→ Problems to solve:
1) Update the part of the blog post about Rep. Kopp's global warming resolution between "Bob Newland is" and "and scientific correction.", inclusive, replacing "widespread mockery" with "national ridicule".
2) Summarize the blog post about Rep. Kopp's global warming resolution in two sentences.
3) Continue the blog post about Rep. Kopp's global warming resolution from where it stops.

→ Document:

►

Wednesday, March 3, 2010

Kopp Backpedals on Intent of Ridiculous Global Warming Resolution

Bob Newland is on to something (no, not on something, you jokers—pay attention!). On the Decorum Forum, South Dakota's best blogger on probation suggests Rep. Don Kopp (R-35/Rapid City) is making stuff up as he defends his HCR 1009, the newly amended and passed anti-science resolution on global warming that has won South Dakota widespread mockery and scientific correction.

Rep. Kopp has been backpedaling for a week, trying to distance himself from the embarrassing belief in astrology that the original resolution declared before the Senate amended the resolution into meaninglessness. He repeated on SDPB's Dakota Midday today his claim that some of the nuttier text in the resolution was slipped into the resolution by someone in the Legislative Research Council and that he didn't catch it before the House vote.

Wait. Really? If Kopp is suggesting the LRC fudged a bill, that's more than a screw-up or a prank. That's an unelected bureaucrat attempting to subvert the legislative process by hijacking legislation written by an elected official. Even on a resolution, that's an enormous accusation. If it were true, I would expect a lot of shouting and heads rolling.

But I seriously doubt the Legislative Research Council would risk the public trust by daring to insert an entire paragraph of "goobledy-guck," as Kopp called it on SDPB this noon. And even if that remarkable claim were true, can we accept Kopp's further claim that neither he nor the 35 other House members who approved the original laughable text noticed the gobbledy-guck? Only if we assume that resolutions really mean so little to legislators that they aren't paying attention.

◄

→ Entries provided:
►

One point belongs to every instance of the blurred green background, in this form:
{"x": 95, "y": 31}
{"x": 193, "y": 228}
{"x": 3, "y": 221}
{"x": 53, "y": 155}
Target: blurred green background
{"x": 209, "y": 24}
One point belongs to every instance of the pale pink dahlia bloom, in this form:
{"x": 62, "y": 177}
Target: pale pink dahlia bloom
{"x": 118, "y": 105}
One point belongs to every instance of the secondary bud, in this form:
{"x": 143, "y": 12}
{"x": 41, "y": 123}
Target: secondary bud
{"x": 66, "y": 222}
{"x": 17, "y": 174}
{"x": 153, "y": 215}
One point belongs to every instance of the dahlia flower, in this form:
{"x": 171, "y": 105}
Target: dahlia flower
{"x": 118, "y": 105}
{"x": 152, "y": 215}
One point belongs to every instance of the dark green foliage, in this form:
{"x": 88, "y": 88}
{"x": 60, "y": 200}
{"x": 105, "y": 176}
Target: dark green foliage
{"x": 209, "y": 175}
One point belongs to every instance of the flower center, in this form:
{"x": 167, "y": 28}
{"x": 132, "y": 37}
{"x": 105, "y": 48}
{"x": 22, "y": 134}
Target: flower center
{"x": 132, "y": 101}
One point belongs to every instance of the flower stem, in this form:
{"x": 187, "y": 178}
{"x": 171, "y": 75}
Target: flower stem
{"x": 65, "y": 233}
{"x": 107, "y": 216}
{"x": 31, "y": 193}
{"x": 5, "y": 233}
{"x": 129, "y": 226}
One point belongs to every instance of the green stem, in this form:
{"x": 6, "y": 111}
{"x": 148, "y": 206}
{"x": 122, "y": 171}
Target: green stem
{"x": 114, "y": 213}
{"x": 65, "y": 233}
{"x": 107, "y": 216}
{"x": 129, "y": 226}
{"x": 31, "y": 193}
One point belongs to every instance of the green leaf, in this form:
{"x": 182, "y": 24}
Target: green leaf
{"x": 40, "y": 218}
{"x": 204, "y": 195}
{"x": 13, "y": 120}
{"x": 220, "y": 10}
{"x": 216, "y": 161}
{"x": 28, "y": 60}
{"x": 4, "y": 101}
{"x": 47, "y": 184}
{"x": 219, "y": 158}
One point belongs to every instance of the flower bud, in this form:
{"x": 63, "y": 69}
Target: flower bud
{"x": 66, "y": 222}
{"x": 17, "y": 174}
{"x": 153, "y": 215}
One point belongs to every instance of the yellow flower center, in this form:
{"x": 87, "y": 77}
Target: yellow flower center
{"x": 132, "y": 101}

◄
►

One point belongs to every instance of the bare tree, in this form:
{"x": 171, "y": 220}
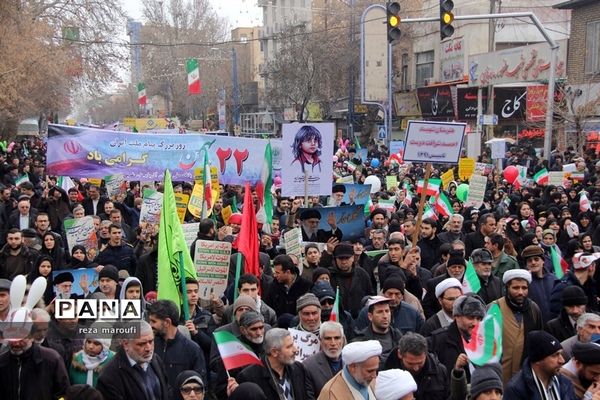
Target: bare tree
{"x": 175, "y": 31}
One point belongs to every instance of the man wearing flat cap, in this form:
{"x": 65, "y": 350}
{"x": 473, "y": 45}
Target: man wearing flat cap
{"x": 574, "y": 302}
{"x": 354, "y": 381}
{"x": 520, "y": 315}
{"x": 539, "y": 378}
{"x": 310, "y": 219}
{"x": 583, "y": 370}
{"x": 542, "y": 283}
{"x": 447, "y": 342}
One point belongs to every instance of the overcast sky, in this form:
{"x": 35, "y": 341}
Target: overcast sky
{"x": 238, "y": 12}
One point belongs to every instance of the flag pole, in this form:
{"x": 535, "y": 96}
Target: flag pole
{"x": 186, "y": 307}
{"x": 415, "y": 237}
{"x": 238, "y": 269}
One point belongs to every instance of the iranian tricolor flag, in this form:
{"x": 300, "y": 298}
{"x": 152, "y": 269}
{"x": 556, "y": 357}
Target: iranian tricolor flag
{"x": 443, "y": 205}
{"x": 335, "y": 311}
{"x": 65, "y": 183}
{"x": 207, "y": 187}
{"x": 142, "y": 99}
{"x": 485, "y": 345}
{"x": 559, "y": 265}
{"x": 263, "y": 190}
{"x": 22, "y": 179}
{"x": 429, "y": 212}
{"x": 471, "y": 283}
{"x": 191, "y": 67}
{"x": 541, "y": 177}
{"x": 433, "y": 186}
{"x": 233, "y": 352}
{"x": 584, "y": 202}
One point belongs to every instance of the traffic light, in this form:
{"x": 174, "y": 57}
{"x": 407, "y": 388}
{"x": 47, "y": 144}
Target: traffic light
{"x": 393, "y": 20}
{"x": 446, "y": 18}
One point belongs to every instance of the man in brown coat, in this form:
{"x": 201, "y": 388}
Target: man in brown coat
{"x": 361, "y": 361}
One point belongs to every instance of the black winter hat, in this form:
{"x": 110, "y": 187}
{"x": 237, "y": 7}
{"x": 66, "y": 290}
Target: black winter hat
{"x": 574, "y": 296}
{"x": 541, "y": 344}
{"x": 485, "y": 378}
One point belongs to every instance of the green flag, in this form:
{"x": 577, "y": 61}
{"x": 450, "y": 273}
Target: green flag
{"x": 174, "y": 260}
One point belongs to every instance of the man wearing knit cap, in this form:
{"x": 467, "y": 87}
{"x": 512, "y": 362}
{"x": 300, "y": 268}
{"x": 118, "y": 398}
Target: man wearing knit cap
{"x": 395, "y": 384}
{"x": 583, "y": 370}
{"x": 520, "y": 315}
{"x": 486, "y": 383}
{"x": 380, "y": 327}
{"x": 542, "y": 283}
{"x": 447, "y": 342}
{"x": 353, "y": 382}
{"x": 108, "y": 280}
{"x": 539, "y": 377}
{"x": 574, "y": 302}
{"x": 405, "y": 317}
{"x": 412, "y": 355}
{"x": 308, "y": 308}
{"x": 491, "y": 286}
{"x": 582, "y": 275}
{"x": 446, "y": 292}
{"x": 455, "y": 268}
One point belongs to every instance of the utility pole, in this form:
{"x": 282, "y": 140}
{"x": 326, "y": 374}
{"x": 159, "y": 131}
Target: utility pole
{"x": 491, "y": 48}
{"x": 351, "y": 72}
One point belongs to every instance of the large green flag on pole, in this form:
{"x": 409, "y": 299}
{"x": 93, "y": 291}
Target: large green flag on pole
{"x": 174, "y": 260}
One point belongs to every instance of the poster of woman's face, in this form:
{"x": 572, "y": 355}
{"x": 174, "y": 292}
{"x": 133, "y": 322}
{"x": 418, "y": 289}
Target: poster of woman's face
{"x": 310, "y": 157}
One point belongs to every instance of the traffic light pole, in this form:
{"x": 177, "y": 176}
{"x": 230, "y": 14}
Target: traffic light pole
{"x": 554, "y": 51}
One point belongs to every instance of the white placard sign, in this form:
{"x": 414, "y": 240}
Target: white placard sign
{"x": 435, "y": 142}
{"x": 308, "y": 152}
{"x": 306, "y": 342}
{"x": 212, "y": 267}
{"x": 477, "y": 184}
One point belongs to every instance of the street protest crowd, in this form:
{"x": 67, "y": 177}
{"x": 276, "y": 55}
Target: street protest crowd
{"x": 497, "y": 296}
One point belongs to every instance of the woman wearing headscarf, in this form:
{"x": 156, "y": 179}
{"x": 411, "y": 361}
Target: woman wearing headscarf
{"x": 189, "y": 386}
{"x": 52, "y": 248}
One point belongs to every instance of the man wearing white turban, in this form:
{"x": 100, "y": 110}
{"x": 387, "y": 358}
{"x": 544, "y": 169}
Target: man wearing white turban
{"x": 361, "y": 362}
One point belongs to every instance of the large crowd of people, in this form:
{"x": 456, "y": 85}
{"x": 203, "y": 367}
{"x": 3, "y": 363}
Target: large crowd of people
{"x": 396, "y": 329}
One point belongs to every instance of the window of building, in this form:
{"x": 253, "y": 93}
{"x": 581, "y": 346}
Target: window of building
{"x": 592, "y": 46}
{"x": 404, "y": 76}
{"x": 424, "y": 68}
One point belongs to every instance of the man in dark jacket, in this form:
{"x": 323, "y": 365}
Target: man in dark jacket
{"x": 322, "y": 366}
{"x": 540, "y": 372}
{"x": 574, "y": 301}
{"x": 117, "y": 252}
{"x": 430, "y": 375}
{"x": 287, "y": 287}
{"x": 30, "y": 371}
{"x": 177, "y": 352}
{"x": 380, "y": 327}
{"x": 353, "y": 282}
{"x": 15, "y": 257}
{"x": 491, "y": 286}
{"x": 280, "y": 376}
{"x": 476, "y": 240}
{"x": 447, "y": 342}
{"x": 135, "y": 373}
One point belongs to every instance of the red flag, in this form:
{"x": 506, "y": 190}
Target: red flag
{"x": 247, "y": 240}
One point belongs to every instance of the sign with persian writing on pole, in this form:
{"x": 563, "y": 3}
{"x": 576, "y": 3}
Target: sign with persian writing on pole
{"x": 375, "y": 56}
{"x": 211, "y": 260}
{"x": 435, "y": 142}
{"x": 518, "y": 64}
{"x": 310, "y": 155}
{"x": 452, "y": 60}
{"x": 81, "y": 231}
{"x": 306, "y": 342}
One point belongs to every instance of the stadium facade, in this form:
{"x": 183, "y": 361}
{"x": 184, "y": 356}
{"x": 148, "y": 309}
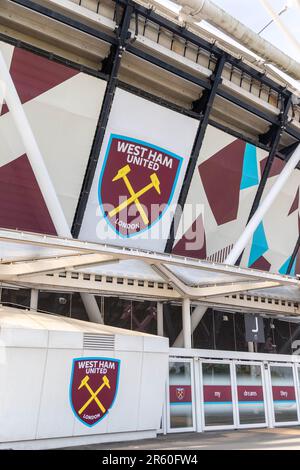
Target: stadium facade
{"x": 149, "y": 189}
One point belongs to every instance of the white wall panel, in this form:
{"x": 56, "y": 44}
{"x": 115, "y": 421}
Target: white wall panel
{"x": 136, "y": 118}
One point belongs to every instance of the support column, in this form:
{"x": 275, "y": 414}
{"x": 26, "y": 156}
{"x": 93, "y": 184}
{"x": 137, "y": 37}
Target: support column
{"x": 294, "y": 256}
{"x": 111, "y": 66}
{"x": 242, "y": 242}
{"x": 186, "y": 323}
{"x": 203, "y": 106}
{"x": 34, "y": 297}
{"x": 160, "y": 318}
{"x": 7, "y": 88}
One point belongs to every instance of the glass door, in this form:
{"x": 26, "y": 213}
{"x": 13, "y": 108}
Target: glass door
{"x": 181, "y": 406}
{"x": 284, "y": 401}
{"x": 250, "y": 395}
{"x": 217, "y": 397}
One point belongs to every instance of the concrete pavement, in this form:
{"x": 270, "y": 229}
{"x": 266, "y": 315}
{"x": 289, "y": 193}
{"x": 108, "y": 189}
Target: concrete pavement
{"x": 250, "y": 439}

◄
►

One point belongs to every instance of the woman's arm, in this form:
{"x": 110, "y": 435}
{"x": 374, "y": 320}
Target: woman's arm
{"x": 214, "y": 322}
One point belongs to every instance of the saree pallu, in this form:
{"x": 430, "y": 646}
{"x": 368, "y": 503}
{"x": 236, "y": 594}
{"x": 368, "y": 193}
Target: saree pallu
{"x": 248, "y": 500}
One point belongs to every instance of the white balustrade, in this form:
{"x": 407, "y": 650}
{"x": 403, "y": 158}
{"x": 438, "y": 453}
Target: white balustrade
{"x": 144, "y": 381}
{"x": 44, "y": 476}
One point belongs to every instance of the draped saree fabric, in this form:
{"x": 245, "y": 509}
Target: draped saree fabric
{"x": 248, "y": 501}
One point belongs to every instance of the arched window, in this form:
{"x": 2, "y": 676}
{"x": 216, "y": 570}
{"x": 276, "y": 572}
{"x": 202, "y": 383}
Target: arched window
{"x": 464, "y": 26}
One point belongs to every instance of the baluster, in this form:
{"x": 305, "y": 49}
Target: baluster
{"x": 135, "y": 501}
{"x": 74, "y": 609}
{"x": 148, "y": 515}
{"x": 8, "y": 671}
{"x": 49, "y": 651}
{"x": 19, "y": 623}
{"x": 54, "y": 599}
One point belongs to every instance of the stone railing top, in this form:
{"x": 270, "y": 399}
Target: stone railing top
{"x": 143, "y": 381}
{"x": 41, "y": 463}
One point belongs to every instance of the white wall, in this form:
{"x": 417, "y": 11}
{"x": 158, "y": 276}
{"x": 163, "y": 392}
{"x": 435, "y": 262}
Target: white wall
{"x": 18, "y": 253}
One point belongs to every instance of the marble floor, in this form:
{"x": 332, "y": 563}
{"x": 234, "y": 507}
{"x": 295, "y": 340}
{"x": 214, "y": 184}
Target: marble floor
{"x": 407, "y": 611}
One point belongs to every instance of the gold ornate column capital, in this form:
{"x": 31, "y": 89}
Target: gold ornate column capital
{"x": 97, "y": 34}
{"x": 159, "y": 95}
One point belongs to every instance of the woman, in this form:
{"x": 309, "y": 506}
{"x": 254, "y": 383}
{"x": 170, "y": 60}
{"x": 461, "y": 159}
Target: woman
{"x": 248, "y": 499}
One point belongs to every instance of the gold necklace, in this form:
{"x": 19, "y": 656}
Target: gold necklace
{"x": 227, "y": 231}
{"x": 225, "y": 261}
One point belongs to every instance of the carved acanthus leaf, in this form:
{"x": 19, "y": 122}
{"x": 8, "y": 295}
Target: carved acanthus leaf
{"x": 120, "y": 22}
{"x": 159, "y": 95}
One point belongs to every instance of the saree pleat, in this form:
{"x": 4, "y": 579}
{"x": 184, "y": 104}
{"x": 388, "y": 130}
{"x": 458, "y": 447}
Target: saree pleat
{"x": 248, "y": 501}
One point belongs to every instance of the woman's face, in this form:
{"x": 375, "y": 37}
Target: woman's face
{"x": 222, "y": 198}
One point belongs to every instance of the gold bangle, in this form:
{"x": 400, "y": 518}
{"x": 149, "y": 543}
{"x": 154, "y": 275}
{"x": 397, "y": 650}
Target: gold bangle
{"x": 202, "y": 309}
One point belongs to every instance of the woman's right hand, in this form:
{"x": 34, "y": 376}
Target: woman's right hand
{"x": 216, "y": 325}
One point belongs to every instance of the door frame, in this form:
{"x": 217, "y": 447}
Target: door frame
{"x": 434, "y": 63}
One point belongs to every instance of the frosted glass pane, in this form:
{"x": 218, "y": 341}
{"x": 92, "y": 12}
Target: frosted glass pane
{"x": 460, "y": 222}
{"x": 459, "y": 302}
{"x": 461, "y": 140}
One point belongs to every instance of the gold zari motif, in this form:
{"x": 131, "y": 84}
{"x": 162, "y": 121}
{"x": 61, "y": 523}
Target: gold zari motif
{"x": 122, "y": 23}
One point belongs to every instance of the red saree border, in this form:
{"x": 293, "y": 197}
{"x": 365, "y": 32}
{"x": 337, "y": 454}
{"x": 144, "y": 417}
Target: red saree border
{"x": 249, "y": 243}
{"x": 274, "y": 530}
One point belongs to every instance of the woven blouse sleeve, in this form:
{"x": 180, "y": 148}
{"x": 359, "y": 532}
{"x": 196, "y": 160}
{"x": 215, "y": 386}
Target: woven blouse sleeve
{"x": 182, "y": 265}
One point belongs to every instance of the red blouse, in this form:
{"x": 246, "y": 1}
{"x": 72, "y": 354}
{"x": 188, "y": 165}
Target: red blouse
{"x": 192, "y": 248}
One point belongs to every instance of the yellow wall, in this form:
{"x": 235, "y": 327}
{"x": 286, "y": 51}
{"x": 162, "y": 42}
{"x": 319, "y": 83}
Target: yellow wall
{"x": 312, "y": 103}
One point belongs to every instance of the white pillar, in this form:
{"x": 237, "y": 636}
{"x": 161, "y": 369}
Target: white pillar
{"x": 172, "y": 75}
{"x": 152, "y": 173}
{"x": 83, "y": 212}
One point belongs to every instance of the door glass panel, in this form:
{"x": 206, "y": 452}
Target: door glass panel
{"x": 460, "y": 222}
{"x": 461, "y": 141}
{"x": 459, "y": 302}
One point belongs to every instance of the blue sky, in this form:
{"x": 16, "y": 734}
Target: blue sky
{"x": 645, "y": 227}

◄

→ In response:
1)
Bob Newland is on to something (no, not on something, you jokers—pay attention!). On the Decorum Forum, South Dakota's best blogger on probation suggests Rep. Don Kopp (R-35/Rapid City) is making stuff up as he defends his HCR 1009, the newly amended and passed anti-science resolution on global warming that has won South Dakota national ridicule and scientific correction.

2) Rep. Don Kopp has been backpedaling on his global warming resolution, HCR 1009, and repeated on SDPB's Dakota Midday his claim that someone in the Legislative Research Council slipped the nuttier text into it without his noticing before the House vote. The author doubts the council would insert such a paragraph, and argues that believing neither Kopp nor the 35 other House members who approved it noticed requires assuming legislators pay little attention to resolutions.

3)
Kopp certainly seems to wish now that no one were paying attention to his resolution. More than once in today's SDPB interview, Kopp emphasized that his proposal is just a resolution, not a bill, and doesn't require anyone to do anything.

Well, a non-binding resolution certainly doesn't seem to have been his original intent:

Schools in South Dakota should teach both sides of the global warming issue, Republican state Rep. Don Kopp of Rapid City says. Kopp plans to push that idea during the upcoming legislative session with a bill that would require public schools that teach the threats of global warming to also provide students with the skeptical view of climate change.

“If a school is paid for with public funds, if they teach global warming or show Al Gore’s video, as most of our schools here in Rapid City did, then they will have to show the opposing view,” Kopp said Monday. “I believe that’s only fair. If they only hear one side of the story, that’s all they get.”

Kopp said he has pre-filed legislation in the Legislature that would change the law requiring both sides of global warming to be covered in school classes, if the issue is brought up at all. He doesn’t intend to include a penalty for schools that don’t follow the law but also doubts it would be necessary.

“If it passes, I assume they (schools) will follow the law and show both sides of the issue,” he said [emphasis mine; Kevin Woster, "Rapid City lawmaker: Schools should teach both sides of global-warming," Rapid City Journal, 2010.01.04].

Bill. Law. Require. Kevin Woster makes mistakes... but I doubt he'd make that many in one article.

I suspect the GOP leaders talked enough sense into Kopp to get him to go for a resolution. But the above text tells me Kopp wanted a law. He wanted to force science teachers to give equal time to global warming denialism... and maybe astrology. Kopp's resolution, watered down as it is, still declares the anti-science agenda that he wants, and now that the South Dakota Legislature officially wants. By trying to dodge responsibility with more unlikely claims, Kopp only makes his legislative effort more derisible.

I hate to say it, but on this issue, our fair state deserves all the mockery it gets.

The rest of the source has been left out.